I will file a report in this blog when I get back to my office.
Saturday, July 23, 2011
More fuzzy thinking, courtesy of USCIS HQ
During the last EB-5 stakeholders call, USCIS HQ issued a Q&A that contained this gem, twice:
Q. If jobs are created on an indefinite full-time basis and then lost (such as by downturn of the business) after all EB-5 capital has been plowed into the business, but before the end of CPR status, can they be counted?
A. Jobs created as a result of the EB-5 investment must be maintained through the entire two-year period of conditional permanent residence. INA 216A(d) and 8 CFR 216.6(c)(iv).
Q. If jobs must last to the end of CPR, what is the critical moment: filing of I-829 (which might precede end of two years of CPR by up to 90 days), end of CPR (two years), or approval of I-829?
A. The job created as a result of the EB-5 investment must be maintained through the entire period of conditional residence. The conditional residence ends when the conditions are removed, at the time of approval of the I-829.

- **Data segment**

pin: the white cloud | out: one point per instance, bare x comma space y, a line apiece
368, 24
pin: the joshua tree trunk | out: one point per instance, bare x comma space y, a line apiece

- **What is required**
Retype the EB-5 post, beginning at the words "Q. If jobs must" and stopping after "approval of I-829?". The material has no connection to the EB-5 post.

- **Finished answer**
Q. If jobs must last to the end of CPR, what is the critical moment: filing of I-829 (which might precede end of two years of CPR by up to 90 days), end of CPR (two years), or approval of I-829?